Text block

Lok Janshakti Party founder Ram Vilas Paswan was one of the greatest sons of Bihar, a giant among the top few politicians of the country and a colossus among Scheduled Caste leaders who overrode the politics of Bihar and the country for more than 50 years.

Paswan epitomised the long-drawn struggle he waged to cast off segregation and political and economic discrimination against the Scheduled Castes and Scheduled Tribes. He was the spearhead of the Dalit movement and insisted that caste discrimination would usher in chaos in the society and deter the progress of the country.

Paswan has left the world with indelible memories of his astonishing poise and his persona as an unassailable symbol of decency and grace. He was uneasy with the idea of being projected as a Dalit icon but he did not escape criticism as a politician promoting his family members and as an individual for his ostentatious lifestyle and domineering streak.

Paswan, the senior most member of Bihar’s political triumvirate comprising Lalu Prasad and Nitish Kumar, had transformed Bihar’s political narrative from centrist to subaltern politics and contributed positively in the establishment of the rule of the hitherto deprived sections of the society.

Requirements
- A) Reproduce the stretch of the bounding box records from their start through the line containing "0;274;567;417", keeping the requests, but multiply every bounding box coordinate in the answers by 0.8 and round to whole numbers, with halves rounded up. Leave the format samples in the requests unchanged, and omit the pictures from your output.
- B) Carry on the passage about Ram Vilas Paswan from its last sentence.
The records below this point are unrelated to the passage about Ram Vilas Paswan.

(Bounding box annotation entries)
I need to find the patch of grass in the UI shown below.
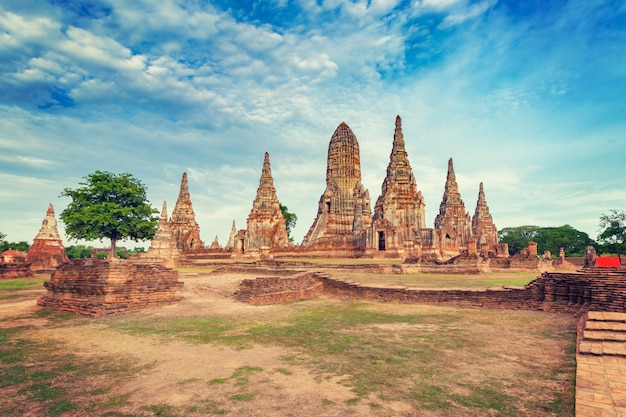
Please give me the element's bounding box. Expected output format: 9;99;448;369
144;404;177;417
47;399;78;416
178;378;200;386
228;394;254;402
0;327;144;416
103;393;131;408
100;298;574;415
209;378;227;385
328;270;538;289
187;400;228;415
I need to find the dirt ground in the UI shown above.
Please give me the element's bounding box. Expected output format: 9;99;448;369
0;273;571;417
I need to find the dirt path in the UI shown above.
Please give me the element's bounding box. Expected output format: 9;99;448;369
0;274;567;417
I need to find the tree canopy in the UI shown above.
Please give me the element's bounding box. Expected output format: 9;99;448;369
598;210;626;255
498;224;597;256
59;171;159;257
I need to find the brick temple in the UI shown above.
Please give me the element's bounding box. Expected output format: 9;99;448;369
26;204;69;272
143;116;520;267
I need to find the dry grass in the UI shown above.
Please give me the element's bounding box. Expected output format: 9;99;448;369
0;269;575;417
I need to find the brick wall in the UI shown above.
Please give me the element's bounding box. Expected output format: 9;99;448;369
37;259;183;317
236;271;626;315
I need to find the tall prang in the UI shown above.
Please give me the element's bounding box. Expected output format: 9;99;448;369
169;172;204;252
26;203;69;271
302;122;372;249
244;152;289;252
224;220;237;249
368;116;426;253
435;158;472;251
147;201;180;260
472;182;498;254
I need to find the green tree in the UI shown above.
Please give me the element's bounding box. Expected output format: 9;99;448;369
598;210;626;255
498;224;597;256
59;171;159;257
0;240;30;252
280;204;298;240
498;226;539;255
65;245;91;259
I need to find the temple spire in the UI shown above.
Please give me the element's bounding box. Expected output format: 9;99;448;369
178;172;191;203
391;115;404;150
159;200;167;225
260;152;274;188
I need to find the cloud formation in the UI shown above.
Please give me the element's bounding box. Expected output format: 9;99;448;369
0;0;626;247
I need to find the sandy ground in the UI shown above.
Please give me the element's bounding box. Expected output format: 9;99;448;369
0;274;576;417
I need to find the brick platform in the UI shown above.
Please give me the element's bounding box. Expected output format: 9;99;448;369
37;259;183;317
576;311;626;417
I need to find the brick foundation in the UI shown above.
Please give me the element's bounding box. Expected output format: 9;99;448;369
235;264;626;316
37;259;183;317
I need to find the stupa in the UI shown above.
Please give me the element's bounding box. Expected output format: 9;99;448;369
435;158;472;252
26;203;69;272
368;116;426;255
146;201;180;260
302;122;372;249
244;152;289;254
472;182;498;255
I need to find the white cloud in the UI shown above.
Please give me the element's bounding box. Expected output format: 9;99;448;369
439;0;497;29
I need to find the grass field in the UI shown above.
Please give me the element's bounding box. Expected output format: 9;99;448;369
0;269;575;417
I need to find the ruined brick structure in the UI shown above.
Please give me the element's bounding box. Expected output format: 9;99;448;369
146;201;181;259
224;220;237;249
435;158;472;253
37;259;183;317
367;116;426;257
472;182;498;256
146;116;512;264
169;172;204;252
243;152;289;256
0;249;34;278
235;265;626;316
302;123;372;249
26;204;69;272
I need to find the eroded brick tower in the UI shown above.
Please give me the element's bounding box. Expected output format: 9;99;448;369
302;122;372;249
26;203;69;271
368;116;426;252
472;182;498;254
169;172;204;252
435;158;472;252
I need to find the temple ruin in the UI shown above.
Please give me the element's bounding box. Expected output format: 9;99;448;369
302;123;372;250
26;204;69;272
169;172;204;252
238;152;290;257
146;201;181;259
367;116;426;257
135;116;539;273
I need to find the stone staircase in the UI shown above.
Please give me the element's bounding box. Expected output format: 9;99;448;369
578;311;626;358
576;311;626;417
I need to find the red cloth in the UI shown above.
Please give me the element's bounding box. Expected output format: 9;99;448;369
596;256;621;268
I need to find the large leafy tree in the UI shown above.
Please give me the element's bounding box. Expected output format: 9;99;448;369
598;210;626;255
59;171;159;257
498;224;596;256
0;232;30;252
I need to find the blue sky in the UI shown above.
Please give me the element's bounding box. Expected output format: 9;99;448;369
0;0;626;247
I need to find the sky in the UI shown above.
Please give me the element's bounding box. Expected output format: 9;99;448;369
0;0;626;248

Responses in order
- A)
I need to find the patch of grass in the UI shown below.
Please give me the element's bounding box. Expected output format: 9;99;448;369
115;323;142;334
38;319;62;333
142;302;160;309
182;315;203;322
0;262;115;333
82;314;105;326
80;238;459;332
167;302;182;308
262;216;430;231
150;320;182;332
I need to find the dirt ground in the UI shown above.
Please give me the element's bounding box. Expected output format: 9;99;448;369
0;218;457;334
I need to find the dirt path in the UI shown above.
Please give me the element's bounding box. Expected output format: 9;99;448;369
0;219;454;334

- B)
Of the trio, Ram Vilas Paswan has enjoyed power at the Centre as senior-most member of the Union cabinet for nearly three decades but he never got a chance to become the Chief Minister of Bihar – a dream he nourished ever since he joined politics in the late sixties.

As a Dalit leader, Paswan was a powerful force and deeply influenced the electoral politics of Bihar. He not only championed the cause of Dalit community but also took their political aspirations to the national level. He had a strong clout among Bihar’s Scheduled Castes, particularly the Dusadh community.

He projected himself as the most suitable candidate for a Dalit Prime Minister. ‘Goonje Dharti Aasman, Ram Vilas Paswan’ used to be a popular slogan his supporters raised at every public meeting, appealing to people to vote for the LJP so that Paswan could become the next Prime Minister.

Known for his political astuteness, Paswan had been a key player in the government formation at the Centre. He was so adept in making political negotiations that he had been part of the Union cabinet in different coalition governments at the Centre - the National Front, the United Front of the non-Congress and non-BJP parties, the BJP-led National Democratic Alliance (NDA), and the Congress-led United Progressive Alliance (UPA).

Ram Vilas Paswan was referred to as ‘Mausam Vigyani’ (weatherman) of Indian politics due to his flip-flops from one alliance to the other and his reported abilities to sense the mood of the electorate.

He was also considered once for the post of the Prime Minister when the Congress brought down the Deve Gowda government in 1997. However, the choice finally fell on IK Gujral, who was then the external affairs minister.

Born on July 5, 1946 in the Dalit family of Jamun Paswan and Siya Devi at Shaharbanni in Khagaria district of Bihar, Paswan held Bachelor of Law and Masters in Arts degrees from Kosi College Khagaria and Patna University. He was selected as a Deputy Superintendent of Police before he joined active politics and became an MLA from Samyukta Socialist Party (SSP) in 1969.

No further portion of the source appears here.